TEXTAUSZUG -
Eine Lektion hat Deutschland seit dem 24. Februar, dem Tag des Überfalls Russlands auf die Ukraine, gelernt: Mache dich nie von einem Rohstofflieferanten abhängig, schon mal gar nicht von einem Autokraten. Die ungewöhnlich aufwändige Reise von Kanzler Scholz nach Kanada ist der Versuch, die Zeitenwende auch in der Energieversorgung auszubuchstabieren: saubere Energie aus lupenreiner Demokratie. Die Hoffnung: Über die nächsten Winter soll uns auch LNG-Gas aus Kanada helfen.

AUFGABE 1 -
An welchem Datum fand laut Textauszug der Überfall Russlands auf die Ukraine statt?
Textauszug und Datensätze stammen aus unterschiedlichen Quellen.

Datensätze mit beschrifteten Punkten
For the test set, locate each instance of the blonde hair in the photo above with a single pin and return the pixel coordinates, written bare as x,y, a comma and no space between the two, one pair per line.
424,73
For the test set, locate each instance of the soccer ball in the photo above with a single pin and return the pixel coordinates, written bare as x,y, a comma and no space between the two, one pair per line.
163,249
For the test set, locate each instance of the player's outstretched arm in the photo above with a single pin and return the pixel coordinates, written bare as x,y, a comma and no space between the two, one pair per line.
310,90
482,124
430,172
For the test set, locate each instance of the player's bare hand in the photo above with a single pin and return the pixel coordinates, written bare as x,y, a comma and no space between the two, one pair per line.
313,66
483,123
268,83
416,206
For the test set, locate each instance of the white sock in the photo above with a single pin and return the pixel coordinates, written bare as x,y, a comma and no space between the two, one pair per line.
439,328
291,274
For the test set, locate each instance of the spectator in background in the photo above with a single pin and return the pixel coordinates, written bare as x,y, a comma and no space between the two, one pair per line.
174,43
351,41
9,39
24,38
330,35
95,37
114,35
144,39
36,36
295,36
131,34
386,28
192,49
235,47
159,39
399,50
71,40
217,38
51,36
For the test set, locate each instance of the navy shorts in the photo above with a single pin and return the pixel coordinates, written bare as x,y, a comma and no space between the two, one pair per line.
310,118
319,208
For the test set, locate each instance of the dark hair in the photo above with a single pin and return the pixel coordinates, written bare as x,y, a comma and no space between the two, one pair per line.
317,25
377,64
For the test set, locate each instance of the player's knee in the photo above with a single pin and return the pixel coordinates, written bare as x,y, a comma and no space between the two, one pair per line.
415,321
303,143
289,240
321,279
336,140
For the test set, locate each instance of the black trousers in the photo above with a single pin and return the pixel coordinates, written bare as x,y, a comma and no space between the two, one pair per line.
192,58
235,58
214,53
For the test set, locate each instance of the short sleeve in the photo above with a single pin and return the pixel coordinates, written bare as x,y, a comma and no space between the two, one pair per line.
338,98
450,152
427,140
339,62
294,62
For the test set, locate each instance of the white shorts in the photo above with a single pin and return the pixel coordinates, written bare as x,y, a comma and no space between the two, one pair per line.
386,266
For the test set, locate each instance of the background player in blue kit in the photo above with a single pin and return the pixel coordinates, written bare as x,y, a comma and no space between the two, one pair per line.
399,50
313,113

AUFGABE 2 -
Gib die Zeilen der Datensätze ab der Zeile mit „For the test set, locate each instance of the background“ bis zum Ende der Datensätze, beide Enden eingeschlossen, als JSON-Liste von Zeichenketten wieder. Jede Zeile wird zu einer Zeichenkette, Leerzeilen entfallen.

KORREKTE ANTWORT 1 -
Am 24. Februar.

KORREKTE ANTWORT 2 -
[
  "For the test set, locate each instance of the background player in blue kit in the photo above with a single pin and return the pixel coordinates, written bare as x,y, a comma and no space between the two, one pair per line.",
  "399,50",
  "313,113"
]